■ **DOCUMENT EXCERPT**:
I spoke about "Deciphering Browser Hieroglyphics" at the SANS DFIR Summit 2017 in Austin, TX. A recording of most of the talk is available YouTube. I've translated the talk into written form for those who prefer to read (or skim) rather than listen. I've broken it up into parts:
Part 1: Introduction to Chromotopia
Part 2: LocalStorage & CyberChef
Part 3: LevelDB and Chrome's FileSystem
Part 3: LevelDB and Chrome's FileSystem
Now that we finished our first deciphering, we're going to head over to a more unexplored region. From our little quick survey we could tell that there's a lot of similarities in artifact structure, but we don't really know what they are exactly. Let's open up one of them and see like what it looks like. This happens to be the Session Storage folder and there are a bunch of files in there; some with
.sst extensions, LOCK and LOG, and some others.
If you open up those
.ldb files, there's some stuff that looks like human-readable text, but it's kind of mangled and hard to actually make sense of. Now this structure (
.sst, etc) is repeated in a bunch of these kind of artifacts. I hadn't seen this before and I didn't know what it was. But, I'm lucky, because unlike the Europeans from a few hundred years ago, I just Googled it. What’s also helpful is because this is part of Chrome and Chromium, much of it is open source so I can go look at the source code. Eventually, I figured out that this is something called LevelDB.

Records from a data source
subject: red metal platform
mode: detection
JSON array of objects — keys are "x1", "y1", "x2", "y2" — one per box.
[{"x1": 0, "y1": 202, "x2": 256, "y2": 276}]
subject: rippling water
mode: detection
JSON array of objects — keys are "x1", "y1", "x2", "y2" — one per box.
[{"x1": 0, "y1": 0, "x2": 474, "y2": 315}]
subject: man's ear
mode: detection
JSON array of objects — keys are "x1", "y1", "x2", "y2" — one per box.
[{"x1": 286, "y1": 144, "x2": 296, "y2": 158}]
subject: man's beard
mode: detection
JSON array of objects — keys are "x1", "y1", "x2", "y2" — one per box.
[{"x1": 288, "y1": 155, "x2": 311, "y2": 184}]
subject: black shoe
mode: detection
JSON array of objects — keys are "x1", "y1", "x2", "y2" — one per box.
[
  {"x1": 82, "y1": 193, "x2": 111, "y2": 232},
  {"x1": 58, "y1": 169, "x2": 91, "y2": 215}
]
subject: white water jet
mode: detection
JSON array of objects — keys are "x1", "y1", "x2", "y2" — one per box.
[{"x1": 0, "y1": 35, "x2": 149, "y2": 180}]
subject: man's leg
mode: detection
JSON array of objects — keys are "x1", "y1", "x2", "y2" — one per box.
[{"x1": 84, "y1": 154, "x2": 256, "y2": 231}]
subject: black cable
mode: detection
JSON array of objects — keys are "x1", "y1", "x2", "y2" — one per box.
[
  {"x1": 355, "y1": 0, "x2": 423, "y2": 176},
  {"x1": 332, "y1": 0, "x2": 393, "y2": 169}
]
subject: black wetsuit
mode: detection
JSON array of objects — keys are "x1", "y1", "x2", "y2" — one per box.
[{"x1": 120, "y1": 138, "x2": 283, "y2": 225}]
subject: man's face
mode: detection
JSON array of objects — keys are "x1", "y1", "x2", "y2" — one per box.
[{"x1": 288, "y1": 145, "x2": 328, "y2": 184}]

■ **TASKS TO CARRY OUT**:
- A) In the browser forensics writeup, what made it possible for the author to look at the source code?
- B) Please rewrite the paragraph of the browser forensics writeup beginning "I spoke about" as a short bulleted list that keeps its main facts.
- C) Which folder does the browser forensics writeup open to look at the unfamiliar file structure?

■ **THE ANSWERS**:
- A) The files are part of Chrome and Chromium, and much of that is open source, so the author could go look at the source code.

- B)
- The talk "Deciphering Browser Hieroglyphics" was given at the SANS DFIR Summit 2017 in Austin, TX.
- A recording of most of the talk is on YouTube.
- The talk has been turned into written form for people who would rather read or skim.
- The written version is split into parts.

- C) The Session Storage folder.